§ **Exercise prompt**
Reproduce all of the records below verbatim, preserving every line, coordinate, and punctuation mark.

§ **Records for this task**
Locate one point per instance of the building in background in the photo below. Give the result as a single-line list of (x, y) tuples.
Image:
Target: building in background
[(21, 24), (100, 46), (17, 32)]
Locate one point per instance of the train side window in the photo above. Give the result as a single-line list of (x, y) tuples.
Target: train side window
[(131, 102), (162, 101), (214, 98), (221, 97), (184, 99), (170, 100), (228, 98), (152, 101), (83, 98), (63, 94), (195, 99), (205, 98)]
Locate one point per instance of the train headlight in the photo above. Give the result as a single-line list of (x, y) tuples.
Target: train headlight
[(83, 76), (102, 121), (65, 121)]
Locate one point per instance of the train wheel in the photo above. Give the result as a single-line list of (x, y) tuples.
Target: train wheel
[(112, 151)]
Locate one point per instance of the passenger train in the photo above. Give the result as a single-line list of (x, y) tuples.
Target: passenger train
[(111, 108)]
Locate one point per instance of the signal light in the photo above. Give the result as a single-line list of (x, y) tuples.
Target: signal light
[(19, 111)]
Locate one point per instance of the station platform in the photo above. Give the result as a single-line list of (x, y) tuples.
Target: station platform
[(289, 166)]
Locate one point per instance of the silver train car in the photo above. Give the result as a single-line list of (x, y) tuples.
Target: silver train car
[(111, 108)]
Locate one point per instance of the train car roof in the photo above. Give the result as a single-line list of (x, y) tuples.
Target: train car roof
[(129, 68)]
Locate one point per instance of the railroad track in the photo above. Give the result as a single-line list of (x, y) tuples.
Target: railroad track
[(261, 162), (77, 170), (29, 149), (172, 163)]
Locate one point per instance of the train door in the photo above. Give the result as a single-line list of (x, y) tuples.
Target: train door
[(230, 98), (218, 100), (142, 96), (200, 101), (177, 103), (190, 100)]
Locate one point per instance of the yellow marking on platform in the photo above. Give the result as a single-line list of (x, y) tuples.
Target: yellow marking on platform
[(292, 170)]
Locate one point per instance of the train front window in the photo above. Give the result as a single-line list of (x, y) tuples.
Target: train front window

§ **The result**
Locate one point per instance of the building in background in the photo below. Give the result as a single-line list of (x, y) tuples.
Image:
Target: building in background
[(21, 24), (100, 46), (17, 32)]
Locate one point per instance of the train side window in the photo above. Give the result as a single-line list of (x, y) tuples.
Target: train side window
[(131, 102), (162, 101), (214, 98), (221, 97), (184, 99), (170, 100), (228, 98), (152, 101), (83, 98), (63, 94), (195, 99), (205, 98)]
Locate one point per instance of the train headlight in the photo above. Give the result as a single-line list of (x, y) tuples.
Target: train headlight
[(83, 76), (102, 121), (65, 121)]
Locate one point per instance of the train wheel in the photo above. Give the result as a single-line list of (x, y) tuples.
Target: train wheel
[(112, 151)]
Locate one point per instance of the passenger train in the photo above. Give the result as a single-line list of (x, y) tuples.
Target: passenger train
[(111, 108)]
Locate one point per instance of the signal light in the photo above. Give the result as a single-line list of (x, y) tuples.
Target: signal light
[(19, 111)]
Locate one point per instance of the station platform in the photo above. Give the result as a single-line list of (x, y) tuples.
Target: station platform
[(289, 166)]
Locate one point per instance of the silver train car in the photo above. Give the result as a single-line list of (x, y) tuples.
Target: silver train car
[(111, 108)]
Locate one point per instance of the train car roof in the photo above. Give the result as a single-line list of (x, y) tuples.
Target: train car roof
[(129, 68)]
Locate one point per instance of the railroad track in the photo above. Give the result as a single-line list of (x, y) tuples.
Target: railroad track
[(261, 162), (77, 170), (29, 149), (172, 163)]
Locate one point per instance of the train door in the photo above. Give the result as a single-line list of (x, y) tuples.
Target: train door
[(230, 98), (218, 100), (142, 96), (200, 101), (177, 103), (190, 100)]
Locate one point per instance of the yellow marking on platform in the photo above. Give the result as a single-line list of (x, y) tuples.
Target: yellow marking on platform
[(292, 170)]
Locate one point per instance of the train front window in the photo above. Give the result as a single-line list of (x, y) tuples.
Target: train front window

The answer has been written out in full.